# HELP!!!



## knitewriter (Apr 2, 2012)

OK, so I am still fairly new to the CA finish to pens, and I am looking for pointers. I have tried it on about 5 or so pens so far, and only one of them makes me slightly satisfied. I am currently using a medium thick CA with a BLO/CA application placing around 5-8 layers. The problem that I am having is that the shine seems to disappear and it just looks like the wood by itself. Should I use some kind of wax/buffing composition? Should I let it sit overnight and fully cure? Trying to figure out how to get that great quality I hear from everyone that uses the CA finish.


----------



## D.Oliver (Apr 2, 2012)

You may not be getting enough coats of CA on, or rather you may be sanding through the layers that you had on there.  Use a light touch with the sand paper.


----------



## Jim Burr (Apr 2, 2012)

What Derek said plus!!..
Start with a couple to four of thin to get a good base and penetration. You'll hear arguments about BLO...many of us leave it out, many leave it in. Then move up to the med CA for several coats. At any point here, see about knocking it down with a bit of 0000 steelwool and build from there! Remember your bushing tolerances and turn the ends for your style or skill level. Wet sanding..IMHO is best...at that point you have a huge layer of CA so might as well use the MM's and a pan of H2O to bring it out and make it smooth. Next...enjoy!!!


----------



## jmbaker79 (Apr 2, 2012)

From a fellow wake county turner, and fairly new to pen turning. Usually go with a coat or two of medium, and then finish of with thin ca for as many coats as you please. Found that a very light touch with your MM seems to be the trick as to not sand through the ca coats. I like to hold the mm pads by the edge and let the flex they give be the only amount of pressure they receive. Still waiting to let one sit a few days before sanding, as it is always so close to finished I have a hard time waiting. I recently switched to using craft foam, to apply ca opposed to paper towels, after reading a post about it here on IAP. Seems to allow much more ca to contact the blank and seems to take a few less coats then before...

Dataset extract.

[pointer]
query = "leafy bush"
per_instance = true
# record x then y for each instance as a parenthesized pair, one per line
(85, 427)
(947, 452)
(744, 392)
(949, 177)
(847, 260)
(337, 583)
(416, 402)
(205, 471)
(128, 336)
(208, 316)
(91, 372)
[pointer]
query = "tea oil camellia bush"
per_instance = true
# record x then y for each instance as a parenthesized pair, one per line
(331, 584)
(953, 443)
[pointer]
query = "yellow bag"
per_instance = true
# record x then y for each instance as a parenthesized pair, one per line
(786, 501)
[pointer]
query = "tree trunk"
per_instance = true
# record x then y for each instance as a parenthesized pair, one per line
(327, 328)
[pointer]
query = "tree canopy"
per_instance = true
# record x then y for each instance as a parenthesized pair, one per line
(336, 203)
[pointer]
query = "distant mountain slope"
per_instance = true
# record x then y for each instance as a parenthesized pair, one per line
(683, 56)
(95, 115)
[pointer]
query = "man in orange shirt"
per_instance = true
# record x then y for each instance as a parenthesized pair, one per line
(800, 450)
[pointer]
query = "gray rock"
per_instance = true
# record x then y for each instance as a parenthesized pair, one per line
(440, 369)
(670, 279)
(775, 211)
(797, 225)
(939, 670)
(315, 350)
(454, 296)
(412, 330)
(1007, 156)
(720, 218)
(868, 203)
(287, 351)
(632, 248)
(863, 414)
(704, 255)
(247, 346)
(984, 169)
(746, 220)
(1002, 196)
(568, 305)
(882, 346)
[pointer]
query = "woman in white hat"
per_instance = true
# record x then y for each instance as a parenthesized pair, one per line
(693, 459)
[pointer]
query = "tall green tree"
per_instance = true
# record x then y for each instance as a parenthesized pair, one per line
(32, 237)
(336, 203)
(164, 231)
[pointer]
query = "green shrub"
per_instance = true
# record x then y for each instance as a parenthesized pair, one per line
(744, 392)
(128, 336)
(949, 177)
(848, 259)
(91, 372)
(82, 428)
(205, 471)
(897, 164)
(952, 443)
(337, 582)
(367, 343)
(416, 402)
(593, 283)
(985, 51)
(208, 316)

...

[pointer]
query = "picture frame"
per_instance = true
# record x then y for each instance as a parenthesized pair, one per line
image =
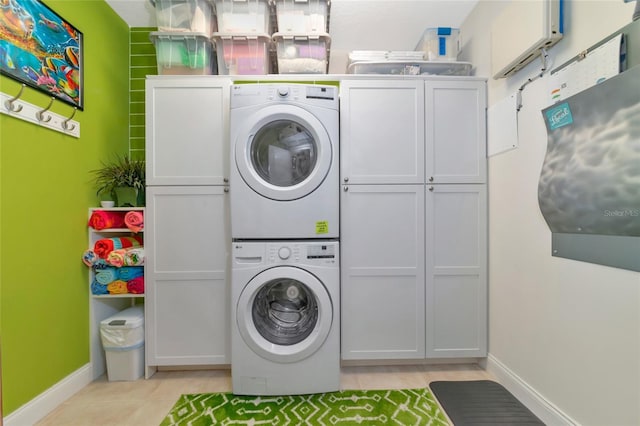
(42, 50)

--

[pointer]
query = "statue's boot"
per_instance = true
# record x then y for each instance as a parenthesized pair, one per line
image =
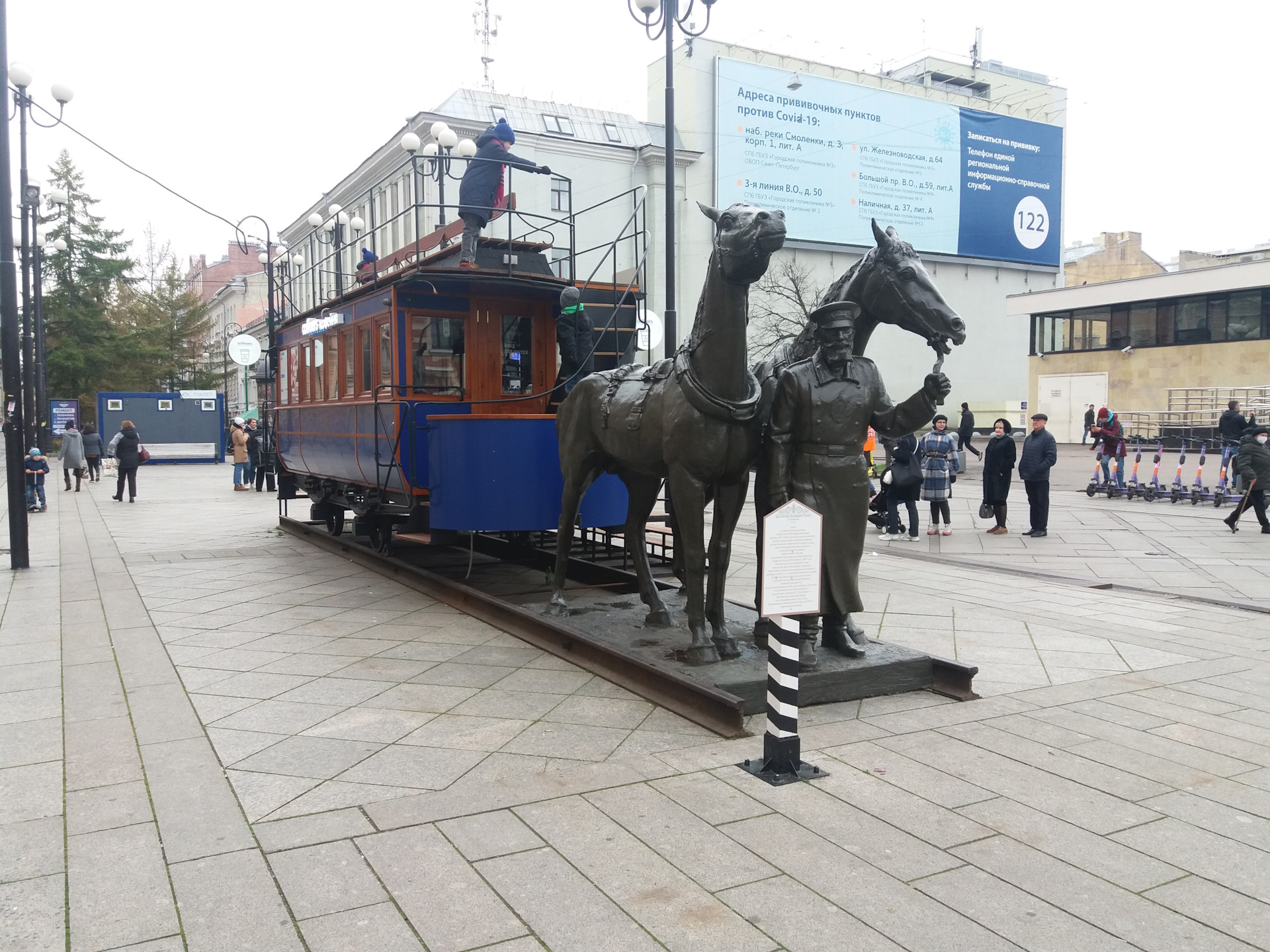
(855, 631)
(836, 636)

Set of tasks.
A. From the pen-finishing thread, copy word for word the part that opens with the words "## D.Oliver (Apr" and closes with "the sand paper.".
B. Carry on the forum thread about CA finishes on pens from the point where it stops.

In response.
A.
## D.Oliver (Apr 2, 2012)

You may not be getting enough coats of CA on, or rather you may be sanding through the layers that you had on there.  Use a light touch with the sand paper.

B.
----------



## gbpens (Apr 2, 2012)

If you are simply sanding through the finish it will be spotty, some dull areas some shiny. If the whole thing is dull you are either sanding the daylights out it or the BLO is dulling the finish. Try skipping the BLO and see what you get. Also, the finish sanding is best done wet, not dry. You will be happier with the result. Let us know how you over come the problem.


----------



## Haynie (Apr 2, 2012)

Practice on a scrap piece of wood.  I found, when I had this problem, that I was getting a little too crazy with the sanding.

Does this happen before or after you sand?


----------



## knitewriter (Apr 2, 2012)

Thanks to everyone for the tips. I will try to leave out the BLO and see if that helps at all. Also, I have not been as vigilant as it seems I need to be about sanding with MM. That might be the issue. 

The most recent piece that I have had this issue on was a piece of Lacy Red Oak. It looks (this is after a week of use) that the finish is non-existant. But I have another piece of Honey Locust that still has a shine to it; downside to that pen is there is a foggy/hazy look to it (probably from a bad HUT polish).  I will definately keep y'all updated to my progress. 

Thanks!


----------



## Carl Fisher (Apr 2, 2012)

Ok, a couple of quick question before jumping to suggestions.

Is the shine disappearing BEFORE you sand?  If so, do you stop with the application before it starts to grab your applicator (paper towel or whatever you use)?  Are you applying BLO before or after the CA?  Have you been using all the same type of wood and if so, what is it?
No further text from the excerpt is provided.